**Requirement:** Nothing outside the range is to be copied. From the entries below, reproduce exactly the lines starting at the one with "Target: textured ornament" and ending at the one with "Player-tracking tagging: indicate the tree", without pictures.
++++ Exercise input
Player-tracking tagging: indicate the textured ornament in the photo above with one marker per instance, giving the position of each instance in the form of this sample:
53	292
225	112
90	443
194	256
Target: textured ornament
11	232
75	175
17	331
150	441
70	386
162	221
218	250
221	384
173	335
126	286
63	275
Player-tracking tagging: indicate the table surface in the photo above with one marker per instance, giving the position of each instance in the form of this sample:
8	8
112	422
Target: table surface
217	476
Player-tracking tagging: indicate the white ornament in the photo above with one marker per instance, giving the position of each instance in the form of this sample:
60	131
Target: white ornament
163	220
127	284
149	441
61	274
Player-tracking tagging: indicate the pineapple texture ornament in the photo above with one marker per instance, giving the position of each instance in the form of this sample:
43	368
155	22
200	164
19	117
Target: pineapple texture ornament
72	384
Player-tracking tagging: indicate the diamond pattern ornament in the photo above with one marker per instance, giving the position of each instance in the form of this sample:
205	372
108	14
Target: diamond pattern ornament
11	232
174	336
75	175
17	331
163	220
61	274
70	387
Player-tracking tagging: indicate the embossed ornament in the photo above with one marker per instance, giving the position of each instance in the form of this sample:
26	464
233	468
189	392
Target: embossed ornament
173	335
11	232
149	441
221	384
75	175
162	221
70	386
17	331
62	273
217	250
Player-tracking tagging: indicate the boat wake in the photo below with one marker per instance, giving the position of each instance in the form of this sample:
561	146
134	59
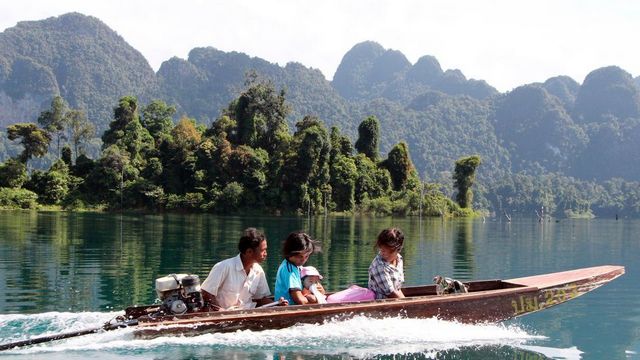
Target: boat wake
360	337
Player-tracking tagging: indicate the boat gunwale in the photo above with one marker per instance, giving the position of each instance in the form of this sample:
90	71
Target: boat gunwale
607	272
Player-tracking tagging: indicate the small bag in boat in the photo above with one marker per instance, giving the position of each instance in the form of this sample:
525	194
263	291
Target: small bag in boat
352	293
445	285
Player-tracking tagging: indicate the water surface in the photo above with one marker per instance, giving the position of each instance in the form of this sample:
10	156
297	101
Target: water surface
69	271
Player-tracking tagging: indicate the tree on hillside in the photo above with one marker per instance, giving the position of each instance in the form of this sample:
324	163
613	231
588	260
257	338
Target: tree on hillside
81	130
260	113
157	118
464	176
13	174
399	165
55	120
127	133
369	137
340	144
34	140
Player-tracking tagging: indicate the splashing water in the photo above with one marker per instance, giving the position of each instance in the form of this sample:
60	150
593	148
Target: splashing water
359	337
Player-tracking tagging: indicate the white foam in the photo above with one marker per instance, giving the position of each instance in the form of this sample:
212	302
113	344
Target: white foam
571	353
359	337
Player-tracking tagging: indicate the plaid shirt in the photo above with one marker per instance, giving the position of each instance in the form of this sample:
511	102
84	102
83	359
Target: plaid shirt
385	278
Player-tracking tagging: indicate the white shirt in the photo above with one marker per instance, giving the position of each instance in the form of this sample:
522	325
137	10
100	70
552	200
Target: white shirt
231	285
++++++++
**Solution:**
Target: textured ornament
11	232
75	175
17	331
150	441
70	386
162	221
218	250
221	384
173	335
126	286
63	275
Player-tracking tagging: indicate the table surface in the photo above with one marker per instance, giving the position of each instance in the form of this sample:
8	8
112	422
Target: table surface
217	476
Player-tracking tagging: indicate the white ornament in the photo above with one marker per instance, giving the position of each instance in the form of this sample:
60	131
Target: white ornament
163	220
127	284
149	441
61	274
Player-tracking tagging: indicate the pineapple texture ornament in the photo above with one marker per instance, giving the position of each instance in the form of this sample:
43	368
155	22
200	164
19	117
Target: pineapple texture ornament
72	384
Player-tracking tagging: indicate the diamond pattern ornament in the photo above with one marker per instance, giving the position of each instance in the form of this sample:
205	372
108	14
Target: diamond pattern ornament
11	232
174	336
75	175
17	331
163	220
61	274
70	387
Player-tracking tagging: indicate the embossed ornament in the photo above with one marker per instance, giving the position of each instance in the form of this sample:
26	464
233	468
189	392
Target: embossed ornament
173	335
11	232
149	441
221	384
75	175
162	221
70	386
17	331
62	273
217	250
Player-tracking tagging: indicate the boat wake in the photo below with one marker per instance, giving the position of each instance in the form of this sample:
561	146
134	59
Target: boat wake
360	337
Player-tracking tagging: indicate the boat gunwale in the photo above with one marker per instance, giving the position of each instance in the form of this sample:
90	71
Target: boat gunwale
607	272
Player-tracking tagging: indicate the small bag in boat in the photo above with one marker per instance, giving the position of each instance in the form of this sample:
525	194
263	291
Target: small bag in boat
352	293
445	285
Player-tracking tagging: indicate the water surface in the photo above with one marker per instance, giving the position of each instance in the form of this sample:
10	156
297	101
Target: water surface
69	271
Player-tracking tagging: indicate the tree on hillside in the photo above with one marker per instance, giving the position of each instance in the form of this sample:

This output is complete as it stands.